[Document passage]:
PROJECT TITLE: Quality control of photoreceptor outer segment proteome
Dr. Shinde received his Masters degree in Biotechnology from University of Mumbai, India. He then completed his PhD at the Centre for DNA Fingerprinting and Diagnostics, Hyderabad, India under the supervision of Maddika Subba Reddy, PhD, where his dissertation focused on characterization of the functional role of tumor suppressor phosphatase PTEN (phosphatase and tensin homolog deleted on chromosome 10) in endosomal trafficking pathways. Swapnil is interested in dissecting the molecular players regulating the ciliary ectocytosis.
Currently, Dr. Shinde is a PhD Fellow in The Nachury Lab at UCSF and is mentored by Maxence Nachury, PhD, Associate Professor in the Department of Ophthalmology. Dr. Nachury says of Dr. Shinde, “Dr. Shinde impressed me as a candidate because of his proven independence and track record of productivity. In 12 years of existence, my lab has hosted postdoctoral fellows who trained in world-class groups. Since Swapnil joined my research group, I have been thoroughly impressed with his resourcefulness, work ethics and insatiable curiosity.”

[Explore the material]:
1) According to the profile, which university awarded Dr. Shinde his Masters degree?
2) Quote the profile starting at the words "PROJECT TITLE: Quality" and ending after "the ciliary ectocytosis.".

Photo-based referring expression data
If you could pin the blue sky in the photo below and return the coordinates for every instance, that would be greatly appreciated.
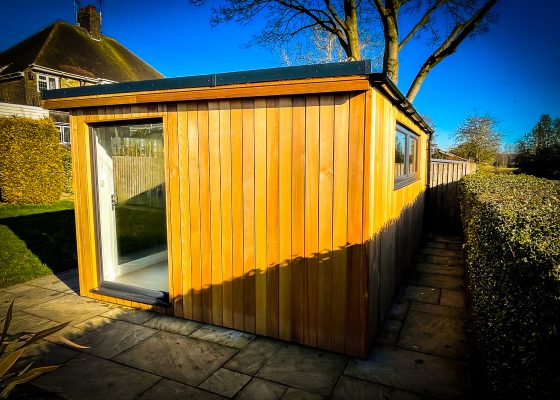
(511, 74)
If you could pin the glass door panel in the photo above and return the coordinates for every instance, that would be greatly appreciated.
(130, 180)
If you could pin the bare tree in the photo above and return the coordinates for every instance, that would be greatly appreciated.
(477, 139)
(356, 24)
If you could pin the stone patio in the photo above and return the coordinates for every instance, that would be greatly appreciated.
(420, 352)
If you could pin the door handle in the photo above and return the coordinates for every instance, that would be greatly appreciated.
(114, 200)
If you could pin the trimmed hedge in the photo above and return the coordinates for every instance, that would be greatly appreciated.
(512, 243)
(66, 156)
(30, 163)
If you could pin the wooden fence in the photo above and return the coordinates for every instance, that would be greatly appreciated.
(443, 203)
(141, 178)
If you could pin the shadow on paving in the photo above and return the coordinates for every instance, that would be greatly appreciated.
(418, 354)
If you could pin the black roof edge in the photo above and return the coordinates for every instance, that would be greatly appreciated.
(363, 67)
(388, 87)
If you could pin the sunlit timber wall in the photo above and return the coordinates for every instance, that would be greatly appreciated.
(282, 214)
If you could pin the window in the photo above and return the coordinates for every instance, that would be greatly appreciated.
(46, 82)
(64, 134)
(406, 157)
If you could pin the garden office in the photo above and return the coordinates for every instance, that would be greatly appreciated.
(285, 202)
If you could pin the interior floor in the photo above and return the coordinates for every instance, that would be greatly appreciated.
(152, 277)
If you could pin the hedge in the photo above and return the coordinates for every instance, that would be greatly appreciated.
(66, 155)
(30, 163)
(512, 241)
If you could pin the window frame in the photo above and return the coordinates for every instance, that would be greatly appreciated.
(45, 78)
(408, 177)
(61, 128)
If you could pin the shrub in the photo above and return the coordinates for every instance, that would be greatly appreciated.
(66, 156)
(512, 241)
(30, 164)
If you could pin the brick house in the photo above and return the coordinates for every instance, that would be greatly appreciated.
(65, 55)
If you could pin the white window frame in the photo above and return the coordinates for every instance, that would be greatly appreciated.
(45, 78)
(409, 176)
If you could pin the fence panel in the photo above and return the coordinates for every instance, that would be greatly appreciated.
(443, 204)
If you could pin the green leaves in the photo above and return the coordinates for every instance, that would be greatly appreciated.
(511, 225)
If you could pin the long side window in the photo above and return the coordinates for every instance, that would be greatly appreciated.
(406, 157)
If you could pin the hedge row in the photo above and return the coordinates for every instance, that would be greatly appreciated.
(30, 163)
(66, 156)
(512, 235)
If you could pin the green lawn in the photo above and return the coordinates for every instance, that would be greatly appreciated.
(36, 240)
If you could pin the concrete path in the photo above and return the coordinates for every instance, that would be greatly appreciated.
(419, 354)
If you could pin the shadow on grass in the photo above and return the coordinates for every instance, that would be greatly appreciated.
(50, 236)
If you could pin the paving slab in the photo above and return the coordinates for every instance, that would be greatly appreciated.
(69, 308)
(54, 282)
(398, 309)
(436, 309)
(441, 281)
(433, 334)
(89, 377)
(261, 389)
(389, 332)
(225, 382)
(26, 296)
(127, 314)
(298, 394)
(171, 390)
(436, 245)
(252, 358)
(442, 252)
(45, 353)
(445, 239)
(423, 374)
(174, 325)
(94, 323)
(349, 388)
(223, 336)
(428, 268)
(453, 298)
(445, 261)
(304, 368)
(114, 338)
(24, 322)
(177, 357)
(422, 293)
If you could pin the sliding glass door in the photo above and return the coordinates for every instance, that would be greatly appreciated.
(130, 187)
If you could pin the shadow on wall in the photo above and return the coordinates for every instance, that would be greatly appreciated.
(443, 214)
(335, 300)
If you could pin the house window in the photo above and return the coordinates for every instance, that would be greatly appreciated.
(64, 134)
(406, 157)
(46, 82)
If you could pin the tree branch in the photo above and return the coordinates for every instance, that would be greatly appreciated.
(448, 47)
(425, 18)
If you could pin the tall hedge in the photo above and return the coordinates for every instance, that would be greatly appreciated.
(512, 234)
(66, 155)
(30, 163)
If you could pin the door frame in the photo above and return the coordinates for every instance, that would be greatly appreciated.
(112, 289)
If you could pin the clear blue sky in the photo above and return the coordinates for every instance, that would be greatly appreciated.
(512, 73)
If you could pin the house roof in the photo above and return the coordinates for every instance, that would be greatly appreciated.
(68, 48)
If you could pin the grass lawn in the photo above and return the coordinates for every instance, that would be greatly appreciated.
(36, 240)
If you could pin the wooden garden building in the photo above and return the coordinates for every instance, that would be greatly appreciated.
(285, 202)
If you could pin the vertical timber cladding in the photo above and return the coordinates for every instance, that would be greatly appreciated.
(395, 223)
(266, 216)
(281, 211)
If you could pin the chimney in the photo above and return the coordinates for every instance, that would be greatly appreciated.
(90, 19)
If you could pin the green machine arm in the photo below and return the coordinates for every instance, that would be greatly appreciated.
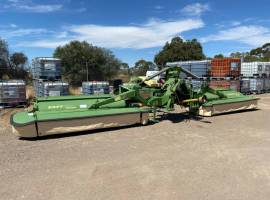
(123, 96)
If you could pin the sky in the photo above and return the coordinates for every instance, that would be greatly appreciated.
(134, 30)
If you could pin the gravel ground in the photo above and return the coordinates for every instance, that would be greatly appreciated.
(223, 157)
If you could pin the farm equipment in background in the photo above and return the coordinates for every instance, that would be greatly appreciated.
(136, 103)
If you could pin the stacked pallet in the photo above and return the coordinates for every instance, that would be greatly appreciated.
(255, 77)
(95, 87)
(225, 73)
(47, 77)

[Replies]:
1) University of Mumbai, India.

2)
PROJECT TITLE: Quality control of photoreceptor outer segment proteome
Dr. Shinde received his Masters degree in Biotechnology from University of Mumbai, India. He then completed his PhD at the Centre for DNA Fingerprinting and Diagnostics, Hyderabad, India under the supervision of Maddika Subba Reddy, PhD, where his dissertation focused on characterization of the functional role of tumor suppressor phosphatase PTEN (phosphatase and tensin homolog deleted on chromosome 10) in endosomal trafficking pathways. Swapnil is interested in dissecting the molecular players regulating the ciliary ectocytosis.